__DOCUMENT TEXT__
Welcome to the fine contemporary object. It’s a little bit punk – revelling in making unexpected connections, experimenting freely in the space between craft and art. It is unlikely to be worn. Or if it is – like a necklace made out of too cute taxidermied yellow ducklings by Lisa Walker from 2016 – it will totally test others expectations. Exquisitely crafted, it may richly suggest historic uses and technologies, but then not actually fulfil any. Instead it bristles with things to think about; concepts about our way of living and our environment through the materials we use.

Fine object-making has burgeoned in its experimentation over the last two decades, yet while receiving increased public gallery attention still mainly inhabits a slipstream to the mainline of contemporary art discussion. But it still thrives being bold on the edges, and artists turned curators have created their own support networks. There are strong connections through to Europe, as witnessed by jewellery survey exhibition Wunderrūma curated by prominent jewellers Warwick Freeman and Karl Fritsch, which opened in Munich in 2014 before returning to The Dowse Art Museum and Auckland Art Gallery Toi o Tamaki.

Much still carries the name jewellery, yet it’s the qualities explored not adornment that become important. The title of Sarah Read and Liesbeth Den Besten’s work ‘On Jewelleryness: Touch’ says it all. As part of the Handshake Project at Auckland’s Objectspace in 2016, the artists encouraged participants to rub a black tabletop to reveal images and texts beneath.

In an excellent recently published book on Handshake and the local scene, Contemporary Jewellery in Context – a Handshake Blueprint (highly recommended for deeper consideration of this kind of work than I can give here) Objectspace director Kim Paton introduces American craft theorist Glenn Adamson’s suggestion that we should understand craft as a verb instead of a noun. It is “an action or a relationship between two states, it emerges as an idea rather than a concrete set of things.”

Objectspace

Objectspace and the Handshake Project are two key organs of this independent body. A Ponsonby based public gallery devoted to the fields of craft, design and architecture, over 13 years Objectspace has impressively grown its support base (on top of core funding from Creative New Zealand to represent object-making) and imaginatively grown its allegiance to makers to represent their experimentation.

[Spatial annotation records]
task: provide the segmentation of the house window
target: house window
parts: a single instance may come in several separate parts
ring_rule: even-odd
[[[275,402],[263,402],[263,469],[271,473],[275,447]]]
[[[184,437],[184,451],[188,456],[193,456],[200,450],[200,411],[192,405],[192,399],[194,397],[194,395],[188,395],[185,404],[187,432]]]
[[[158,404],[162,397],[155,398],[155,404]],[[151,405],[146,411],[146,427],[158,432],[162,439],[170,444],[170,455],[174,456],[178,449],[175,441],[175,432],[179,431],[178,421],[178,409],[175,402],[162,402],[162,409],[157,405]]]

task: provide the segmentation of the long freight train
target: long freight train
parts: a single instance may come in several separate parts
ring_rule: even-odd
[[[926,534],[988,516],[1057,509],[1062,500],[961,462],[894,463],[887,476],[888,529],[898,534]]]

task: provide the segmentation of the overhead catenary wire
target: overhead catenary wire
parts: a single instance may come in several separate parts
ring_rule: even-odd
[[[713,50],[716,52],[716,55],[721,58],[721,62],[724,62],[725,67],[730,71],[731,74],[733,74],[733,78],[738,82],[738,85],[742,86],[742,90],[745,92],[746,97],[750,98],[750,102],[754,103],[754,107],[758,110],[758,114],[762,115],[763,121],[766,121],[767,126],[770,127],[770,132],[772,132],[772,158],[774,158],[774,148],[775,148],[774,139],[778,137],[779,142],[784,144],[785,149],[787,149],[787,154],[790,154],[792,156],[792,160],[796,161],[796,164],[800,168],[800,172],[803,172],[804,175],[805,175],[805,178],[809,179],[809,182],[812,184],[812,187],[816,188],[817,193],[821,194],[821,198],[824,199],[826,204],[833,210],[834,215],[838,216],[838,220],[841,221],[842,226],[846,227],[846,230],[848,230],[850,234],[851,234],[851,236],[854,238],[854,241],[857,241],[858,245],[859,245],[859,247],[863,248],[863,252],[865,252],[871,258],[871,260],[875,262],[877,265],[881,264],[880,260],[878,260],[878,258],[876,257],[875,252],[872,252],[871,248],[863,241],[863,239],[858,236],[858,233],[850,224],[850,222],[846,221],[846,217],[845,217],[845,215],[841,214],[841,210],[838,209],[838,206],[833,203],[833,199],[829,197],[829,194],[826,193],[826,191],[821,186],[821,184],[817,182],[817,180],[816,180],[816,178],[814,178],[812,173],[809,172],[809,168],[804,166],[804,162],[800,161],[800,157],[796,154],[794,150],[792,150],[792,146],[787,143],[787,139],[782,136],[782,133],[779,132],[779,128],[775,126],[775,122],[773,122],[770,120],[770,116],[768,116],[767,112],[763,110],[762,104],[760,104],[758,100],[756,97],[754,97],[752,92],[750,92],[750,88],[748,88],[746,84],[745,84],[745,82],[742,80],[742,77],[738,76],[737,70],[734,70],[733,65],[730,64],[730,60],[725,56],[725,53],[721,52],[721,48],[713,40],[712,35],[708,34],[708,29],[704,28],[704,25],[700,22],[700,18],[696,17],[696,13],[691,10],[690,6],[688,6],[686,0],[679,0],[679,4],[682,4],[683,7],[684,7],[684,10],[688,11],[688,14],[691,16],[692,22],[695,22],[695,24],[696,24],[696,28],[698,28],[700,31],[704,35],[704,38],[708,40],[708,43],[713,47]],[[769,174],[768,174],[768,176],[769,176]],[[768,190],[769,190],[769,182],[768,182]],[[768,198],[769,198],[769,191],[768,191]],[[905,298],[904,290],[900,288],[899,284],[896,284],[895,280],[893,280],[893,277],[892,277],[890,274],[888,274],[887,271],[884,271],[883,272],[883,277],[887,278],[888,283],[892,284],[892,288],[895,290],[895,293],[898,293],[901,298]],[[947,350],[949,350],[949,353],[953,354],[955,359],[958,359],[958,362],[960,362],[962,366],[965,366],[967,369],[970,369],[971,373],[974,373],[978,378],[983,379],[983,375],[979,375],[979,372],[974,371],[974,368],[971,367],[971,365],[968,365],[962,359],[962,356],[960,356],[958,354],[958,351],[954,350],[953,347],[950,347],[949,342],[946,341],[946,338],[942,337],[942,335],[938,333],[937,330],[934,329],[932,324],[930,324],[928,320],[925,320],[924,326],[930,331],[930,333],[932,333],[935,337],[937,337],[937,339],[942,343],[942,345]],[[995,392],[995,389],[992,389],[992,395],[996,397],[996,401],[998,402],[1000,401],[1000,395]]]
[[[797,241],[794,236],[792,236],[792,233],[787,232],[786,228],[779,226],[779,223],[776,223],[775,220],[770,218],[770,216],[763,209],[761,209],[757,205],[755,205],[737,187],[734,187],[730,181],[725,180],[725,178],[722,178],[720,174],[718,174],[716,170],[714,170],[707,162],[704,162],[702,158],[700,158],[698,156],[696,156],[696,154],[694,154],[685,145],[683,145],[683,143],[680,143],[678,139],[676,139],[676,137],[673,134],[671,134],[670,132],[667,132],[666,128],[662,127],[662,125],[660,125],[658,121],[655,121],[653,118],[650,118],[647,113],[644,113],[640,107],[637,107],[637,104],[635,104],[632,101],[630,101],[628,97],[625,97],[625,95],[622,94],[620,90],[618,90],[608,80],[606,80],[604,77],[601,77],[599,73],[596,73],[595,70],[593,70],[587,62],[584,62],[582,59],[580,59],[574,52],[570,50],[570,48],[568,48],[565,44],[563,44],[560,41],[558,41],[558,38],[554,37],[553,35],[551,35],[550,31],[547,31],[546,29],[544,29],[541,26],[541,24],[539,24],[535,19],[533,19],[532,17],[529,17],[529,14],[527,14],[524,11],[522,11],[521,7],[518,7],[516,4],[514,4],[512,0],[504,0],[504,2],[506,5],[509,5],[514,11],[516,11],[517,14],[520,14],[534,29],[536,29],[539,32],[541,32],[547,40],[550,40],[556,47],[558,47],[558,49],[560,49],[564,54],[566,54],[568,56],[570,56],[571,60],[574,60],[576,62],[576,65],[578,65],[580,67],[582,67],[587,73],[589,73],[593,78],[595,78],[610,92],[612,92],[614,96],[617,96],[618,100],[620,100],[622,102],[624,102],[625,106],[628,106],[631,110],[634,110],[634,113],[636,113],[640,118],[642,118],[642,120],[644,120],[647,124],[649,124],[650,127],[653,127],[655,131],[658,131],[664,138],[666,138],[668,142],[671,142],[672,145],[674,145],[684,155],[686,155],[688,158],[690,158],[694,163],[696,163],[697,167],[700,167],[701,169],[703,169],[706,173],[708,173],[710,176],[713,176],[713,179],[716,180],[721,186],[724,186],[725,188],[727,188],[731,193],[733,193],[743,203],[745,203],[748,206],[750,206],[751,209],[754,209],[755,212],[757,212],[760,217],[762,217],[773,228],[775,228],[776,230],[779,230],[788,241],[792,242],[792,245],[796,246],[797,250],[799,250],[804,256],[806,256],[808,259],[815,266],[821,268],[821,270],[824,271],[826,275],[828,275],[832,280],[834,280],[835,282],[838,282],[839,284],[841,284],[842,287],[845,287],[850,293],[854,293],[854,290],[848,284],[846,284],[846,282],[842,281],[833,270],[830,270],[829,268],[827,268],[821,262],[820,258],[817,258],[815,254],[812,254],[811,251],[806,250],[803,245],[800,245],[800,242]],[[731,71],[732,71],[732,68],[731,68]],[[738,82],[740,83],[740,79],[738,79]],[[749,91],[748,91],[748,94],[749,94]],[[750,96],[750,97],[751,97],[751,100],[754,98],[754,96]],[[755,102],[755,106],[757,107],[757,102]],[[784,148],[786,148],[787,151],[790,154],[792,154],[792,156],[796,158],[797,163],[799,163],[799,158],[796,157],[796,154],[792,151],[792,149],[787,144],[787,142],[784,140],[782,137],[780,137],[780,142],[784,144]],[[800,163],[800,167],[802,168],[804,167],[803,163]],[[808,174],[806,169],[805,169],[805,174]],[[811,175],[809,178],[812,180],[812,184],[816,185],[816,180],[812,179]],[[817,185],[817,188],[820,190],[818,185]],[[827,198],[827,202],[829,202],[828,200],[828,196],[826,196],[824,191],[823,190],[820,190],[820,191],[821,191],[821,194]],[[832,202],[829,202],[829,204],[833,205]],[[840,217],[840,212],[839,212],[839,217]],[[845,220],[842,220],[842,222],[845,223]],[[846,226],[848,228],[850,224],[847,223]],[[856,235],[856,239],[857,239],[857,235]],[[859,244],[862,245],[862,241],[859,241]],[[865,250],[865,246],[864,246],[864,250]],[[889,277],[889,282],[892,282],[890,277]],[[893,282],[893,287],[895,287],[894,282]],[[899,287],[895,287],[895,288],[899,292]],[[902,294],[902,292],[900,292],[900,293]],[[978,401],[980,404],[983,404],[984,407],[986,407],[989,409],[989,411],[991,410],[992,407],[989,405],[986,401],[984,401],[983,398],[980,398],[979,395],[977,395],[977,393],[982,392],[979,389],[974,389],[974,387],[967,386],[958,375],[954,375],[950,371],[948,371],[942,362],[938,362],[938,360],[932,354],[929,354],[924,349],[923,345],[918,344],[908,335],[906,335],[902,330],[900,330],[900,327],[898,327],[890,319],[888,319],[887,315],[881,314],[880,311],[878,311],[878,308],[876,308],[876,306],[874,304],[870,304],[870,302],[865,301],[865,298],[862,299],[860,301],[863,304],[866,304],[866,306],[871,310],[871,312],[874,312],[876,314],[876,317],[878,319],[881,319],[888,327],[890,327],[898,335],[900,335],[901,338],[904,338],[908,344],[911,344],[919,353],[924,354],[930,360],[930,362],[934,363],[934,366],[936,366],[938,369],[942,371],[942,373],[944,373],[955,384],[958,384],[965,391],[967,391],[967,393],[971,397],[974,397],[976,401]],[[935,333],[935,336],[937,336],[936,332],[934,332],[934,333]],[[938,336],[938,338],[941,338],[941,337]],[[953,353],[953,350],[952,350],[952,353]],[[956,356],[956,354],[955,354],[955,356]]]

__AIM A__
Reproduce the passage of the essay on contemporary object-making starting with "Fine object-making has" and going on through "Toi o Tamaki.".
__AIM B__
Carry on the essay on contemporary object-making from the point at which it ends.

__EXERCISE RESULT A__
Fine object-making has burgeoned in its experimentation over the last two decades, yet while receiving increased public gallery attention still mainly inhabits a slipstream to the mainline of contemporary art discussion. But it still thrives being bold on the edges, and artists turned curators have created their own support networks. There are strong connections through to Europe, as witnessed by jewellery survey exhibition Wunderrūma curated by prominent jewellers Warwick Freeman and Karl Fritsch, which opened in Munich in 2014 before returning to The Dowse Art Museum and Auckland Art Gallery Toi o Tamaki.

__EXERCISE RESULT B__
Under Paton this year the gallery expanded its remit to design and architecture as it moved into new purpose built premises in Rose Road. The building offers a library, public programme space (the Ockham Residential Lecture Series was launched in November), and the main gallery space which in its high stud will challenge the makers and curators of objects to think in new ways in terms of presentation. The challenge has already been laid down to other artists by Warwick Freeman in his bold installation ‘In Praise of Volcanoes’ out on the gallery forecourt (until 31 January). A palisade constructed out of deeply charred timber on volcanic rock paving, it speaks to Auckland history and environment and a material based local visual language. Sculpture? Architecture? Object? We’re a long way from jewellery.

Handshake

 

Handshake 3 Reflect. Installation View, 2015. Courtesy Of The Dowse Art Museum. Photographer Shaun Matthew

Created by self-declared jewellery-artist activist and Whitireia polytechnic tutor Peter Deckers – who continues to be a significant independent force in developing, promoting and supporting fellow makers – The Handshake Project selects emerging jewellery artists and pairs them with a mentor of their choosing anywhere in the world.

Working through a public blog, Skype and other communications the programme is distinguished by its emphasis on artist-to-artist exchange, experimentation and collaborative creation. It encourages support in independence Begun in 2011 the programme is now onto its fourth cycle of pairings, each cycle involving a series of exhibitions, throughout New Zealand and internationally and international masterclasses.

Handshake takes jewellery through mutual support and plenty of play to places neither mentor or mentee may have otherwise taken it. Exhibition Handshake 3: Reflect is currently on at the Dowse until 3 December, after showings at Objectspace, Munich and Stockholm. A more diverse range of approaches to the object is hard to imagine. Neke Moa sculpts out a hollow in a piece of onewa (greywacke) from a swimming hole in the nearby Hutt River Te Awakairangi to represent wairua, Kathyrn Yeats’ objects relate to the domestic rituals of making in response to pregnancy and then miscarriage, Amelia Pascoe does beautiful, expressive organic things with the glass blowing of the laboratory flask form, and Becky Bliss scales up the common old-style wooden clothes peg in concrete. At the Dowse it’s a room awash with smart ideas, beautifully explored and executed that touch off ordinary relatable experiences of life.

The See Here

There are significant energetic dealer galleries in New Zealand devoted to presenting new applied arts, among them The National in Christchurch, Avid in Wellington and Fingers and Masterworks in Auckland. But jewellery like pottery has by nature evolved with cooperative and artist collective models of support. Fingers began as a cooperative in 1974.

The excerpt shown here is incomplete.